* _Problems_:
1 > In the forum post, list every variable passed with the out keyword in the NetUserEnum call.
2 > Reproduce verbatim the portion of the forum post from "We have similar" up to and including "function StartProcessingHosts()".
--- START Selected text ---
Search code examples
c#plinq

Slow parallelizing of network-bound I/O when timeouts occur


I am parallelizing a method that highly relies on WinAPI NetAPI32 calls. The calls sometimes timeout if the user entered a host that is down or several in a list of hundreds.

int prevThreads, prevPorts;
ThreadPool.GetMinThreads(out prevThreads, out prevPorts);
ThreadPool.SetMinThreads(20, prevPorts);

var parallelScanList = computersToScan.AsParallel().WithExecutionMode(ParallelExecutionMode.ForceParallelism).WithDegreeOfParallelism(20);

Api.WinApi.AdvApi.LogonAndImpersonate(connection.UserCredential);

foreach (var computer in parallelScanList)
{
        //...
        //this takes a long time to timeout
        status = NetApi.NetUserEnum(computer.DnsHostname, 2,
                (int)NetApi.NetUserEnumFilter.FILTER_NORMAL_ACCOUNT,
                out userbufPtr, (int)LmCons.MAX_PREFERRED_LENGTH, out userEntriesRead, out totalEntries,
                out userResumeHandle);

}

We have similar logic to this in a C client using a consumer/producer. Spin up 20 threads and have them read a list until it's depleted.

function StartProcessingHosts()
{
  for 1 to 20
     StartProcessThread()
}

function ProcessHostsThread()
{
  while(moreHosts)
  {
     //obviously synchronization around here
     var host = popHost();
     DoSomething(host);
  }
}

And that's very fast because of all the waiting going on with these network calls and the possibility of being unable to connect to a downed host.

The way I'm currently doing it in C# seems to be doing it one at a time.
--- END Selected text ---
--- START Record list ---
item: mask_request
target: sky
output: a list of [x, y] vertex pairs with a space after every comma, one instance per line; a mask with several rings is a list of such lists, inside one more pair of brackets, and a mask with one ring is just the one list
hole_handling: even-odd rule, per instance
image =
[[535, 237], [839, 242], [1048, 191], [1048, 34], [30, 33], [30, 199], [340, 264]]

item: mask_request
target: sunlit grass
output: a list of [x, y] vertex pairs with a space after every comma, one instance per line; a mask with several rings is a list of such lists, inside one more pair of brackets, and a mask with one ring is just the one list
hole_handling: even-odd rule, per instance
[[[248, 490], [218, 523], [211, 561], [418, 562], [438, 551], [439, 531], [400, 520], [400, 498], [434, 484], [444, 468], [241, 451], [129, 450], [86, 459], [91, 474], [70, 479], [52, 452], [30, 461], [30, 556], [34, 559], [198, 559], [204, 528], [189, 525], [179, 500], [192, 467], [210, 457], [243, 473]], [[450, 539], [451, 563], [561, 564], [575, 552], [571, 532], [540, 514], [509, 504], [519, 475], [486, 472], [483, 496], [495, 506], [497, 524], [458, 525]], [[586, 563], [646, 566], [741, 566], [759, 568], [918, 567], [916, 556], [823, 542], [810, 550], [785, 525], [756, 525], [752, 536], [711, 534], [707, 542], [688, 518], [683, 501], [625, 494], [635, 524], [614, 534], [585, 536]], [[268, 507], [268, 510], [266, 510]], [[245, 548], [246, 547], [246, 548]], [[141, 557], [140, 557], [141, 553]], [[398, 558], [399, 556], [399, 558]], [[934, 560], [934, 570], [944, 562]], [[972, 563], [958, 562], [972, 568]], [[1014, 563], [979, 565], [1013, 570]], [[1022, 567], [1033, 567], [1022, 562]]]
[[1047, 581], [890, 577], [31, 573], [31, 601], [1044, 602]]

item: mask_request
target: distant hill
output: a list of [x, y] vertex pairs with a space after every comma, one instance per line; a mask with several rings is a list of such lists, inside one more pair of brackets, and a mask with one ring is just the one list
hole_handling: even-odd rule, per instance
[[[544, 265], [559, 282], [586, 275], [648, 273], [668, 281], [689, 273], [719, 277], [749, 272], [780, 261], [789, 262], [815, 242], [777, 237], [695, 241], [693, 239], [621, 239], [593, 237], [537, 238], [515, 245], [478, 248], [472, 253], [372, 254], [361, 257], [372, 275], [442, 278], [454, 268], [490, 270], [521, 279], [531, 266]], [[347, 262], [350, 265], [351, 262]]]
--- END Record list ---
* _Outputs_:
1 > userbufPtr, userEntriesRead, totalEntries, userResumeHandle

2 >
We have similar logic to this in a C client using a consumer/producer. Spin up 20 threads and have them read a list until it's depleted.

function StartProcessingHosts()